* Set task
Which lines in the data below contain the word "black"? Pick out and copy each of them; case counts, so uppercase and lowercase letters must match.

* Provided material
======

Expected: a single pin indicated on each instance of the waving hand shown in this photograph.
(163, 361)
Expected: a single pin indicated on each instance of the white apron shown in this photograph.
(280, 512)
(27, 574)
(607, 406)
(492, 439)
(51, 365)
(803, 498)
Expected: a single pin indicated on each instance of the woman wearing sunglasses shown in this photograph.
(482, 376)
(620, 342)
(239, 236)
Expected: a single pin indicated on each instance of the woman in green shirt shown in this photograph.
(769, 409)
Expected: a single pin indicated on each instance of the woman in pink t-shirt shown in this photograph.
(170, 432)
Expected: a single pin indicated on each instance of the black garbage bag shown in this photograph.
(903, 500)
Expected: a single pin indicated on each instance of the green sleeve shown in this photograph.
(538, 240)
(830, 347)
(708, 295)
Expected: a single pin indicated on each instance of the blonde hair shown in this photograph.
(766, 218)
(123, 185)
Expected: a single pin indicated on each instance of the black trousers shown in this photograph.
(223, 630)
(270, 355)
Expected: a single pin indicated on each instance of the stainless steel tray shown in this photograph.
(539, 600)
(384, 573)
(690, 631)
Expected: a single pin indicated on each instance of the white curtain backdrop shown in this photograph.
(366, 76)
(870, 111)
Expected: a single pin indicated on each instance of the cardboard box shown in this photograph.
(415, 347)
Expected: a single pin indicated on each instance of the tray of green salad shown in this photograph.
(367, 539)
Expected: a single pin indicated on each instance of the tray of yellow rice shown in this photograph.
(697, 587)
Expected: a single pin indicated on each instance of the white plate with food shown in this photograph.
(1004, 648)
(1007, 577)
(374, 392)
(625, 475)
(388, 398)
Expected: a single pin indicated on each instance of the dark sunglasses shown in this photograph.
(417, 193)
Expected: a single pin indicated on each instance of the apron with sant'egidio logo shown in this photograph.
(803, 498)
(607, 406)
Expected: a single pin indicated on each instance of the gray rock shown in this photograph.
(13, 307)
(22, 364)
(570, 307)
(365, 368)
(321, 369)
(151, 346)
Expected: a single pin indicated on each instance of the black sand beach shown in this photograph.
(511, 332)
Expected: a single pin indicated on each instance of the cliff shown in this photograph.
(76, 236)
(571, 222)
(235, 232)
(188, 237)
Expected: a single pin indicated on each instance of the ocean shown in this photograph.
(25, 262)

======

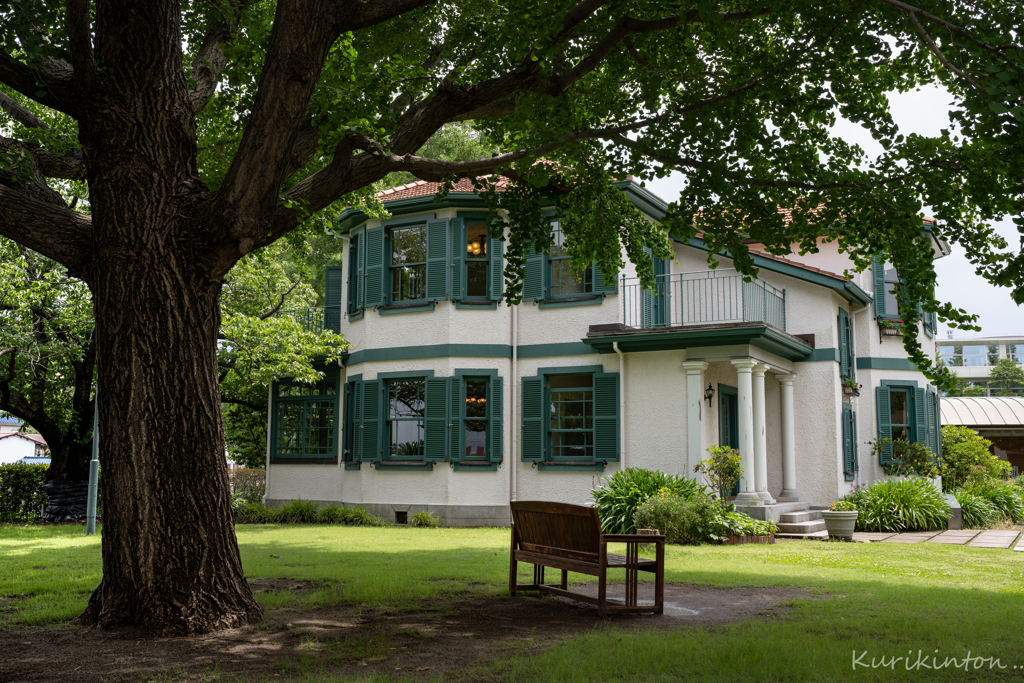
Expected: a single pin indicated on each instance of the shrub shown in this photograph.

======

* Full output
Expected: a single pin indicated on each instance of the black garbage bag shown in this photograph.
Expected: a single pin indicated on each instance of the black trousers shown in this photograph.
Expected: a single pin indicated on each instance of the black sand beach shown in this photograph.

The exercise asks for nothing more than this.